[Passage cité]:

==================================================

Quatre jours après l’annonce de l’entente contractuelle intervenue entre les Maple Leafs de Toronto et leur joueur vedette Auston Matthews, les structures du contrat d’une durée de cinq ans et d’une valeur globale de 58,17 millions $ soulèvent encore un mélange de questions, d’applaudissements, mais aussi de critiques.

 

Certaines de ces critiques sont d’ailleurs très sévères autant à l’endroit de la haute direction des Leafs qu’à l’endroit du nouveau multi millionnaire du hockey.

 

Ceux qui contestent le contrat sur les plans de la durée reprochent au directeur général Kyle Dubas de courir le risque de perdre son joueur de concession dans cinq ans alors que Matthews pourra profiter de son autonomie complète pour étudier les offres des équipes qui seront en mesure de s’offrir ses services tout en respectant le plafond salarial.

 

Ceux qui contestent le contrat sur la valeur moyenne annuelle de 11,634 millions $ sous le plafond considèrent que c’est bien trop cher payé pour une association de cinq ans seulement.

 

Plusieurs amateurs reprochent aussi à Matthews le fait de ne pas s’être associé aux Maple Leafs pour plus longtemps. D’avoir tourné le dos à la limite maximale de huit ans comme l’ont pourtant fait les Connor McDavid, à Edmonton, Jack Eichel, à Buffalo, Jonathan Toews et Patrick Kane, à Chicago, Sidney Crosby à Pittsburgh et les autres joueurs de concession qui se sont retrouvés dans la même situation que Matthews au fil des dernières années.

==================================================

[Exemples d'étiquetage de points]
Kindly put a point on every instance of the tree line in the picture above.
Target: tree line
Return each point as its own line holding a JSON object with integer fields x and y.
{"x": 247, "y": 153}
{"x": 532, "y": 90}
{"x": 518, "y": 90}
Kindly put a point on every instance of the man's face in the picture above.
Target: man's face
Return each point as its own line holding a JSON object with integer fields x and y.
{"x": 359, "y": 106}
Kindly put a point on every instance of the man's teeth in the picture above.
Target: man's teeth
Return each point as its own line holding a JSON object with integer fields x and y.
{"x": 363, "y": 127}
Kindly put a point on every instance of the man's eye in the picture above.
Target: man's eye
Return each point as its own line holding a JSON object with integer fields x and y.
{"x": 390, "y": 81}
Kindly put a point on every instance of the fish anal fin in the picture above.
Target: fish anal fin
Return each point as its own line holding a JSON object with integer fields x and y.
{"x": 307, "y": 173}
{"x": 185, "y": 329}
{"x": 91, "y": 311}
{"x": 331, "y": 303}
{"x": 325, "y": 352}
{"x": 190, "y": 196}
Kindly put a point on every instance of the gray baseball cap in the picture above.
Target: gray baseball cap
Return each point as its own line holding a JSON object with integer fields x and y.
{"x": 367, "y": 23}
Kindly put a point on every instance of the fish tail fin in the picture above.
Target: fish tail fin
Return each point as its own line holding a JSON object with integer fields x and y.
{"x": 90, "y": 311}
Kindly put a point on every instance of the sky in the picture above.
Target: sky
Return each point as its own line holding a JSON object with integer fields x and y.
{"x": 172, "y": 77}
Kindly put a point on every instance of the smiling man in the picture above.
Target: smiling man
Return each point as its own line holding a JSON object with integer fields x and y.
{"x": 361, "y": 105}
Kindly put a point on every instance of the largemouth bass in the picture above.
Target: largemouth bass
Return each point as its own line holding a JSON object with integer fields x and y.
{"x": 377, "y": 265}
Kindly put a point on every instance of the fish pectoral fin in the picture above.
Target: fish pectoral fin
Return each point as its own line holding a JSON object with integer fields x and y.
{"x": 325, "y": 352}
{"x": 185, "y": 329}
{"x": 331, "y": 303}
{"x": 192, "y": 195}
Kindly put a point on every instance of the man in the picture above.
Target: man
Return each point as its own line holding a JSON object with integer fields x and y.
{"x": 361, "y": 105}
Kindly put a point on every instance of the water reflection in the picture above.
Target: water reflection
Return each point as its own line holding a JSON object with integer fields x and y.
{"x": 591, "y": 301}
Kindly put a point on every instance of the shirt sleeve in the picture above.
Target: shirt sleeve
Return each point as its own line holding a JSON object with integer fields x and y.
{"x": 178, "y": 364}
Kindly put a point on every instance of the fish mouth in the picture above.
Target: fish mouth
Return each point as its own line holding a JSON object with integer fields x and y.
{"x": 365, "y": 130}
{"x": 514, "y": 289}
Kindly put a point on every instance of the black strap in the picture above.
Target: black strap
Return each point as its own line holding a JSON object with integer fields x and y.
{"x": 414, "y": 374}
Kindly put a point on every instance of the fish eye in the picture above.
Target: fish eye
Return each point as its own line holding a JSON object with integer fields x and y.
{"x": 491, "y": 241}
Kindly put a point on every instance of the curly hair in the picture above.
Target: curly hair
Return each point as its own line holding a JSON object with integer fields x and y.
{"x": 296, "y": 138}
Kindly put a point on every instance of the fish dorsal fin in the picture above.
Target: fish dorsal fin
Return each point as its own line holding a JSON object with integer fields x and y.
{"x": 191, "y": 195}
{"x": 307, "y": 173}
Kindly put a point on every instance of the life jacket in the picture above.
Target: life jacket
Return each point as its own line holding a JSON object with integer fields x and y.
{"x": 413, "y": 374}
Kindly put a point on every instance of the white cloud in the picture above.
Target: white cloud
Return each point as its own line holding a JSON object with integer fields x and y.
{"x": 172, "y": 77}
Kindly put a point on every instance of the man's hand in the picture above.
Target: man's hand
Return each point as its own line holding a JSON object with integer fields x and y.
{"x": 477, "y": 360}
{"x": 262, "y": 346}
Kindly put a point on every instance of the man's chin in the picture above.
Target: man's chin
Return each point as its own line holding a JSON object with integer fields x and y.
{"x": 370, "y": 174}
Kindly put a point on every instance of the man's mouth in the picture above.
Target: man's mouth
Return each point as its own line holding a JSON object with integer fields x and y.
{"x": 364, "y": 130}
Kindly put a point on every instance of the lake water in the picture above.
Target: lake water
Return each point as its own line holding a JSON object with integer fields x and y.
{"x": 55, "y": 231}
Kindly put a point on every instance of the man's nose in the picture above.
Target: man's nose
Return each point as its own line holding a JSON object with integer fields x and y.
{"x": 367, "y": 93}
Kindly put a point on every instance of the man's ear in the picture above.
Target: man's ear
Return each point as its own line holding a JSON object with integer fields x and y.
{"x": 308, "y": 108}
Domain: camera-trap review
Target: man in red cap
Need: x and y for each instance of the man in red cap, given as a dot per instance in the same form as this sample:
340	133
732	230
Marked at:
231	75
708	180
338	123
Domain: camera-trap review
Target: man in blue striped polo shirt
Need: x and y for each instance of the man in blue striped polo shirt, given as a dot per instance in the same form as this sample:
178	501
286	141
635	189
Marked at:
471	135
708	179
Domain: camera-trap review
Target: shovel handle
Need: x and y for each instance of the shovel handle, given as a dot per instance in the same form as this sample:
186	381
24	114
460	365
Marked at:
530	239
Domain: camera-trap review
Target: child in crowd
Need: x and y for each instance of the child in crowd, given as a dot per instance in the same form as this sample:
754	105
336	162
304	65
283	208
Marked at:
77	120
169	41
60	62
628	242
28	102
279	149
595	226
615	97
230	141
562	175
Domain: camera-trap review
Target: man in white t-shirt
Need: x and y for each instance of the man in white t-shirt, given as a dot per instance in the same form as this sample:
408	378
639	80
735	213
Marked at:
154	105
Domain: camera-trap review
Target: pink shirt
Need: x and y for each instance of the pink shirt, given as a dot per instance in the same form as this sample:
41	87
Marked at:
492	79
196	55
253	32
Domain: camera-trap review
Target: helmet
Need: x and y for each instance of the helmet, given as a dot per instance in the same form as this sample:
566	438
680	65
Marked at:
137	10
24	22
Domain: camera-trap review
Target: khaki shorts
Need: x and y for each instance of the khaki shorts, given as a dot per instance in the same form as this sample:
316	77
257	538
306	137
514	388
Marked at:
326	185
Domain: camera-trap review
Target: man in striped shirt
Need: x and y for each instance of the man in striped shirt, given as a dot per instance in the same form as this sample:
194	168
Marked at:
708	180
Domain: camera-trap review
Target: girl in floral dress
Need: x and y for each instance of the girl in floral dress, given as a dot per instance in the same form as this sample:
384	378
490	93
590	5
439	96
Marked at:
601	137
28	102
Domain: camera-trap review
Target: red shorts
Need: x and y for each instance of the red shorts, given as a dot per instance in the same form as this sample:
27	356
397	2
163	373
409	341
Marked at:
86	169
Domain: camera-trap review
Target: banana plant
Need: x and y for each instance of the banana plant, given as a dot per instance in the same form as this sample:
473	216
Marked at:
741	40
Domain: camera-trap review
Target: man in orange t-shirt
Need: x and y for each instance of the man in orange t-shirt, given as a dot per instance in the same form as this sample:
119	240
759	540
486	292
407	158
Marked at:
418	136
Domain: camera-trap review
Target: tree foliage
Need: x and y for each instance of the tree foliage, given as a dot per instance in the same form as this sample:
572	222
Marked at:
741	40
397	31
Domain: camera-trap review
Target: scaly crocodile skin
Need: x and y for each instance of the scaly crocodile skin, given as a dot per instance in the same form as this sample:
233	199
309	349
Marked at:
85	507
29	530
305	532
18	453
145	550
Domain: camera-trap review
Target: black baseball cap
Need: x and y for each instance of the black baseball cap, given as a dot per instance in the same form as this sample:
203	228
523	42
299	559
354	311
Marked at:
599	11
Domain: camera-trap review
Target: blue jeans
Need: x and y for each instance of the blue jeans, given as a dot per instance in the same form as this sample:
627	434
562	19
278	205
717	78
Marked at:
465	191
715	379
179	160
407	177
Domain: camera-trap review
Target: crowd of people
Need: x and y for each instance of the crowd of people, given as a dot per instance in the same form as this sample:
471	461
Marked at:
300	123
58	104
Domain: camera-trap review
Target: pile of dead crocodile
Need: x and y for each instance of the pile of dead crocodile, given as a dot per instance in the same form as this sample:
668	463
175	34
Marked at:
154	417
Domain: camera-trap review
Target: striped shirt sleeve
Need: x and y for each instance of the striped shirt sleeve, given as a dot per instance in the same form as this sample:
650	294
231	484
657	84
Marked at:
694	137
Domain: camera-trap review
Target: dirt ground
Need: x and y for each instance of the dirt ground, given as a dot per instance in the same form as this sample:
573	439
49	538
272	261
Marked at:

==================================================

[Consignes]:
[1] Répondez aux questions suivantes sur l'article consacré au contrat d'Auston Matthews.
(a) Quelles sont la durée et la valeur globale du contrat ?
(b) Quelle est la valeur moyenne annuelle du contrat sous le plafond ?
(c) Quelle durée maximale plusieurs amateurs reprochent-ils à Matthews de ne pas avoir choisie ?
[2] Rédigez la suite de l'article sur le contrat d'Auston Matthews, à partir de sa dernière phrase.

[Réponses]:
[1]
(a) Cinq ans, pour une valeur globale de 58,17 millions $.
(b) 11,634 millions $.
(c) Huit ans.

[2]
 

Ces reproches sont justifiés.

 

Car il est vrai qu’une moyenne salariale de 11,634 millions $ pour une durée de cinq ans semble démesurée dans un contexte de contraintes associées au plafond salaires.

 

Il est tout aussi vrai qu’avec un tel contrat, les Leafs s’offrent une période de cinq ans – six en fait en ajoutant les séries auxquelles ils prendront part le printemps prochain – pour gagner la coupe Stanley sans quoi ils pourraient perdre Matthews au marché des joueurs autonomes.

 

Mais c’est le prix, ou le risque si vous préférez, que les Leafs devaient accepter de courir afin de garder des millions en caisse pour mettre sous contrat Mitch Marner, qui termine son contrat d’entrée dans la LNH cette année et qui touchera un salaire comparable à celui de Matthews, payer John Tavares qui touchera en moyenne 11 millions $ encore pour les six prochaines saisons et les entourer de joueurs de qualité pour mousser les chances de victoire.

 

Auston Matthew aussi prend des risques.

 

Car en signant un contrat de cinq ans seulement, il laisse beaucoup d’argent sur la table. De l’argent qu’il retrouvera, en plus encore, s’il demeure en santé et qu’il maintient son rythme offensif alors qu’il sera toujours un « jeune joueur » lorsqu’il frappera à la porte de l’autonomie complète à 27 ans et non à 30 ans comme cela aurait été le cas s’il avait signé un pacte de huit ans.

 

Le pourcentage sur la masse prime sur les dollars

 

Dans la réalité économique de la LNH d’aujourd’hui, les salaires ne comptent pas. En fait oui ils comptent, mais les agents et les directeurs généraux ne passent pas des heures à s’obstiner sur un salaire x ou y et à s’envoyer des propositions et contrepropositions à un rythme à faire perdre le nord à leurs imprimantes sans compter le gaspillage de papier!

 

Dans le hockey d’aujourd’hui, les équipes et les agents débattent de la portion du plafond salarial que devrait toucher le joueur au centre des débats.

 

La nuance est importante.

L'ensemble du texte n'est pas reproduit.